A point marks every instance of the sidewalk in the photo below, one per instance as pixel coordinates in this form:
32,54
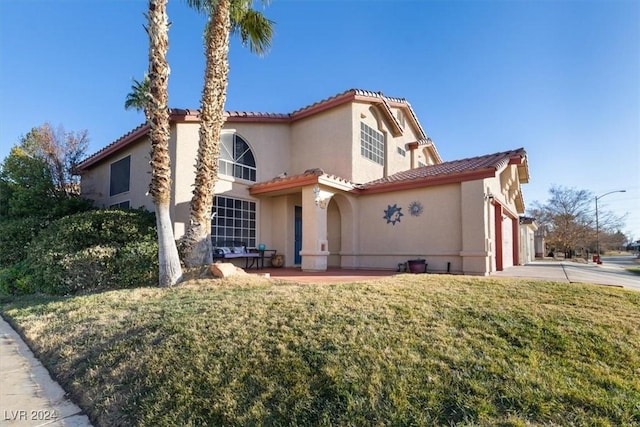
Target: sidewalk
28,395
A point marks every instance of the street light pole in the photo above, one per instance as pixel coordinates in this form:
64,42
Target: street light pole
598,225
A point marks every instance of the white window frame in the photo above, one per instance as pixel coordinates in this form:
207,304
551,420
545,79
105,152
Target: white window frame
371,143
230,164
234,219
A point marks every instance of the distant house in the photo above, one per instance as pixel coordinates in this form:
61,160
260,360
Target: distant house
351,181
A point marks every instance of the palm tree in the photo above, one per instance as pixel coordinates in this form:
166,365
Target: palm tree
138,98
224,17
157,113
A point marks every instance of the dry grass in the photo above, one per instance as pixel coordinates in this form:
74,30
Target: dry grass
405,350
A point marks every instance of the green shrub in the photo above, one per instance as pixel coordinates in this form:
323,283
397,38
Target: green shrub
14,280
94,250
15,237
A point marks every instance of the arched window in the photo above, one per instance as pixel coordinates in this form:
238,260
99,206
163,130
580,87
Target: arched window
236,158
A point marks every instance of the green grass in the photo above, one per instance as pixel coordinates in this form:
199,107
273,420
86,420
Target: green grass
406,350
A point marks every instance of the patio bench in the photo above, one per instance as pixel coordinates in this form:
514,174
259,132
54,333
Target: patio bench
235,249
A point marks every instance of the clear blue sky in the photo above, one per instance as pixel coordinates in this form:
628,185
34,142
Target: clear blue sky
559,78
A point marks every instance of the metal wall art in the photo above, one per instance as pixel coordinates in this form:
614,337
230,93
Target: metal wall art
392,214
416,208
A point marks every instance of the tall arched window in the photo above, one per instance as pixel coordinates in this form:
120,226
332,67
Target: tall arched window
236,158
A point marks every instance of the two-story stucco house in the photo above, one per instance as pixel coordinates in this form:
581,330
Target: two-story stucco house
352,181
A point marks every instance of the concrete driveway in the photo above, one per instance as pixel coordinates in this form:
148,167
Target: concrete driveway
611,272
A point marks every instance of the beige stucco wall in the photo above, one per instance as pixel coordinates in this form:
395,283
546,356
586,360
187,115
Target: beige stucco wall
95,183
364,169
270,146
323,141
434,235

- _What is expected_:
The records above need to be given again exactly. Omit the pictures.

- _Solution_:
A point marks every instance of the sidewalk in the photo below, one per instance as pixel coordinates in this form:
32,54
Target: sidewalk
28,395
A point marks every instance of the street light pole in the photo above, one per instance as pixel coordinates in this form:
64,42
Target: street light pole
598,225
A point marks every instance of the white window frame in the photo above, one per instance as pixel coordinates in this form:
207,304
551,420
545,79
105,152
Target: white window frame
371,143
230,164
234,219
A point marks every instance of the distant house in the photo above, one per instance as pixel coordinates in this form:
61,160
260,360
Target: distant house
351,181
A point marks every instance of the palm tree in the photo above, one per instance as pixel coordinates in this form:
166,365
Target: palm tree
138,98
224,17
157,113
A point marks every instance of the dry grass in the photo above, one per instance as pixel coordinates in this form:
74,30
Target: dry grass
405,350
A point marks every instance of the green shrub in the photo above, one per instance as pixel coordinates in this form:
323,283
397,38
Target: green shrub
14,280
94,250
15,237
A point marks every instance of the arched window in the photo above, one per instance as pixel coordinates in this form:
238,260
99,206
163,130
580,87
Target: arched window
236,158
A point marks every instance of the green grass in the photo above, one per instance as pixel coordinates in this form:
199,107
273,420
86,420
Target: green grass
406,350
A point marks every instance of the patio bench in the photo above, one per instance as pixel coordinates in this form:
514,174
259,132
54,333
Target: patio bench
235,249
A point marks every instance of the clear blue sky in the photo above, one per instance as pixel coordinates in this form:
628,185
34,142
Target: clear blue sky
559,78
A point marks every instance of the metal wall art in the photo above, one per instance as pixel coordinates in this form:
614,337
230,93
Target: metal wall art
392,214
416,208
A point marks every instance of the tall arched window in the photo above, one per instance as pixel coordinates in this form:
120,226
332,67
Target: tall arched window
236,158
A point marks every instance of the two-story stucco house in the photo above, one per instance as pixel coordinates in this form:
581,330
Target: two-story stucco house
352,181
A point marks every instance of the concrete driveway in the photo above, one per instance as pixel coordinates in this form:
148,167
Target: concrete driveway
611,272
A point marks every instance of the beige stucco wall in the photo above, one per instance as pixel coordinates in this form:
395,283
546,356
586,360
187,115
Target: beige stucco wall
95,183
364,169
270,146
323,141
434,235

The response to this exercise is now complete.